▸ **Exercise prompt**: Update the lines from the line with "For the wooden jetty" up to and including the line with "For the white tug" by putting "pin" wherever "marker" appears, changing nothing else. Give back only those lines.

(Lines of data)
# # # # #

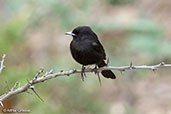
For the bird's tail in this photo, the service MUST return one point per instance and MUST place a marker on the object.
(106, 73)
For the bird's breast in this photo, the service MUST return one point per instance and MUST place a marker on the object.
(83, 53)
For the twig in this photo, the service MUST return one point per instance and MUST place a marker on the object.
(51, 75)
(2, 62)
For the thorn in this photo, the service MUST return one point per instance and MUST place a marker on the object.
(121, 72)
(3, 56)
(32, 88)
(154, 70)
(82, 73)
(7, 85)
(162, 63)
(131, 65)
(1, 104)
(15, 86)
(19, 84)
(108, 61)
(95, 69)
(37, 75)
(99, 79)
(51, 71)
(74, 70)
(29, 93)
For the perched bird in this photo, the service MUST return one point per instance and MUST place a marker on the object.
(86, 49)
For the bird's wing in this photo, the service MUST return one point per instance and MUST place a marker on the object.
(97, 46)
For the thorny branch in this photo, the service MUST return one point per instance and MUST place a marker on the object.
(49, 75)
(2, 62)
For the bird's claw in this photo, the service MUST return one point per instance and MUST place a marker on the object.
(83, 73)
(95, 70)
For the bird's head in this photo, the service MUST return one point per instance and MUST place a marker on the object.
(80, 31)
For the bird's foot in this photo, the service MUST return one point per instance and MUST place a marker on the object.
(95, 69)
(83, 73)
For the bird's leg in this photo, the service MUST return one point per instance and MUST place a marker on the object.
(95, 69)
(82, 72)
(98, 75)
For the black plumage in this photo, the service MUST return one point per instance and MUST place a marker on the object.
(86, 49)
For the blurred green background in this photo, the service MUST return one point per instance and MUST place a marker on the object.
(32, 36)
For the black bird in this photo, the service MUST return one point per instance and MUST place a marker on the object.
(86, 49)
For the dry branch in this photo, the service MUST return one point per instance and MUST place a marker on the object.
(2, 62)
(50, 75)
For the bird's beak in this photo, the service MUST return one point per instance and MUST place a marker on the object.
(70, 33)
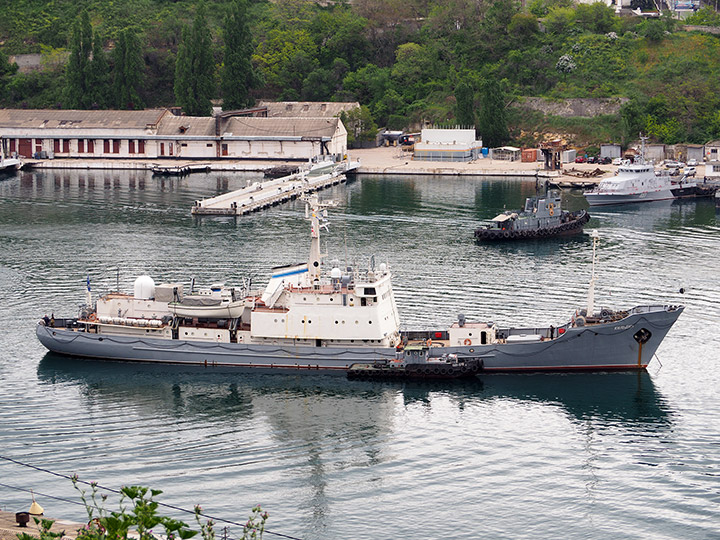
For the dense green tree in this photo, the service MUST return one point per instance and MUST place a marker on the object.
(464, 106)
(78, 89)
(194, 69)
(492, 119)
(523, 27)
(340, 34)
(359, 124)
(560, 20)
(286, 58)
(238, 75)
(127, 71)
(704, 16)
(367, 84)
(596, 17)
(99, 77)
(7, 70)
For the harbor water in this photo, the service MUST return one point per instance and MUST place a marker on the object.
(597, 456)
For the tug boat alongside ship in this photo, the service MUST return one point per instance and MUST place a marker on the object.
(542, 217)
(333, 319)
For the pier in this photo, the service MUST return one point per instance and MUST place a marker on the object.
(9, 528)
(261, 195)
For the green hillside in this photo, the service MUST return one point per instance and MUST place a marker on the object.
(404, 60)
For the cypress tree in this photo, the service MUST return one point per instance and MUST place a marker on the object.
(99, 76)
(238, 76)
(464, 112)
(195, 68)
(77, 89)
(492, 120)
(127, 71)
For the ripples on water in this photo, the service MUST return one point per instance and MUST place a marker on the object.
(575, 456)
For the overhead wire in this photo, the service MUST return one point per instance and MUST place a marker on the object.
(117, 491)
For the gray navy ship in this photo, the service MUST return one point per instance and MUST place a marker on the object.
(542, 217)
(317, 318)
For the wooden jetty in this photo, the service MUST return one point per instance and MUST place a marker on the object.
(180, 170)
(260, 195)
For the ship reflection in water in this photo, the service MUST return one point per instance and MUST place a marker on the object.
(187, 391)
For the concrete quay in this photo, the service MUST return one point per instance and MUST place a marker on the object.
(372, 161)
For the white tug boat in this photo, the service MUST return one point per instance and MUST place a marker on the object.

# # # # #

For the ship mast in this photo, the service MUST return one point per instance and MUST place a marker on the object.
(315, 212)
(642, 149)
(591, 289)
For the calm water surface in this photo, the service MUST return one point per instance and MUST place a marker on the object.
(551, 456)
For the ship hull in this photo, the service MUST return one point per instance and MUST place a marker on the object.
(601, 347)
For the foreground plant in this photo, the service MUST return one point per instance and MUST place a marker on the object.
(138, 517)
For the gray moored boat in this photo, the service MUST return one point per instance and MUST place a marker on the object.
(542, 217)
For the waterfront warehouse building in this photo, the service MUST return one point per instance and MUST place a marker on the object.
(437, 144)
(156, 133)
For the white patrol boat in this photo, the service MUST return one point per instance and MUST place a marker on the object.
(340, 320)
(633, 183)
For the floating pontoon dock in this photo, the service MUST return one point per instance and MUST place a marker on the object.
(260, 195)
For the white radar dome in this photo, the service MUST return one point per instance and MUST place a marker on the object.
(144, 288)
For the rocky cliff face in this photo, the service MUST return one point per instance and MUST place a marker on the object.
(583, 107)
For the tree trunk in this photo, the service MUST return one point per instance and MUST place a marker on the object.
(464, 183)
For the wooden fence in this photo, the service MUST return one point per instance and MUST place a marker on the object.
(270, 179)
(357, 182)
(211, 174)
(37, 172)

# # # # #

▸ **Answer for this exercise**:
For the wooden jetty in this photo, the service MUST return one point per instance and MUST place a pin on the object.
(180, 170)
(260, 195)
For the ship reflection in water in this photo, the service MUST return one point per instance and MUST place a pin on the object.
(187, 391)
For the concrete quay in this photo, the service MUST return one point per instance and MUST place a pin on the object.
(372, 161)
For the white tug boat in this photo, the service MUST return one point per instance and MUST place a pin on the object.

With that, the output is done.